-- Opening Marker --

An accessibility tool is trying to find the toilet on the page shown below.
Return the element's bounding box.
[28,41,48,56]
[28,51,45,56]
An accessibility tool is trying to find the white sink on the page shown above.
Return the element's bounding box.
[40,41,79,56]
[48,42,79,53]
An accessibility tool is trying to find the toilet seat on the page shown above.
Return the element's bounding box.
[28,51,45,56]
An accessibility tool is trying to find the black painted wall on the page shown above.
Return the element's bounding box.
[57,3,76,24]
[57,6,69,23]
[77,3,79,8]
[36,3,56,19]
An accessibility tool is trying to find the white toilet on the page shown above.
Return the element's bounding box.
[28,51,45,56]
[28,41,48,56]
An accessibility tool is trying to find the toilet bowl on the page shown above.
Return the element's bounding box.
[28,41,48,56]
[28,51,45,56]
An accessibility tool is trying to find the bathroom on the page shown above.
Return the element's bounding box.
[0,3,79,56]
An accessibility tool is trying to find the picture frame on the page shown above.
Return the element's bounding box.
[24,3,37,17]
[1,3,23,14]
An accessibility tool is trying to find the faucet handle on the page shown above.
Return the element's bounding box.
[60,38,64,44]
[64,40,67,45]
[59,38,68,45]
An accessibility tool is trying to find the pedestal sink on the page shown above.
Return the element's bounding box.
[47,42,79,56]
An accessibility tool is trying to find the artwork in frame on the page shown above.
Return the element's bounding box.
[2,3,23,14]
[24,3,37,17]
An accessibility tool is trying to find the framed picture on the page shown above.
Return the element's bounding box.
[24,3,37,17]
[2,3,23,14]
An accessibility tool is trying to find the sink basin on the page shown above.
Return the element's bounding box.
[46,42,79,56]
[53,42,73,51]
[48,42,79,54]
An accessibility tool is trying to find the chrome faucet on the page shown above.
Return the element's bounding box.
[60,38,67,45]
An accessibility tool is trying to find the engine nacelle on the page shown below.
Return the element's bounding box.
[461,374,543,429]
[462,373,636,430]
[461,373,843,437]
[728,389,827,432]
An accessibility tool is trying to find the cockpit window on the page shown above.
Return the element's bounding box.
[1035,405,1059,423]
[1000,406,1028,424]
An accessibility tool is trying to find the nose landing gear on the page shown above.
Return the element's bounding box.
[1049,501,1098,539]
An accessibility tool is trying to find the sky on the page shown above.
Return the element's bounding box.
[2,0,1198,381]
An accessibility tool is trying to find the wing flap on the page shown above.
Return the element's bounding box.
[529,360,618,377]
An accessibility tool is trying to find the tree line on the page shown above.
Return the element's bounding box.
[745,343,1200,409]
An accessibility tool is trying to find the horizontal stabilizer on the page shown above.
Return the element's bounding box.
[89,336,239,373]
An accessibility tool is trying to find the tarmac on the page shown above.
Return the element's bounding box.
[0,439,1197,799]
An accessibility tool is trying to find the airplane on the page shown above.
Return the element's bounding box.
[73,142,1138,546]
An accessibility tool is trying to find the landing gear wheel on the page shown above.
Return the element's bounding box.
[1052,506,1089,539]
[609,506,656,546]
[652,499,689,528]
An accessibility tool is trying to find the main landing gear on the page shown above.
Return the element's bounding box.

-- Closing Marker --

» Exercise directions: The lines to copy are those above that contain the string "below".

» Result of the task:
An accessibility tool is trying to find the toilet on the page shown below.
An accessibility tool is trying to find the engine nacelle on the page shown below.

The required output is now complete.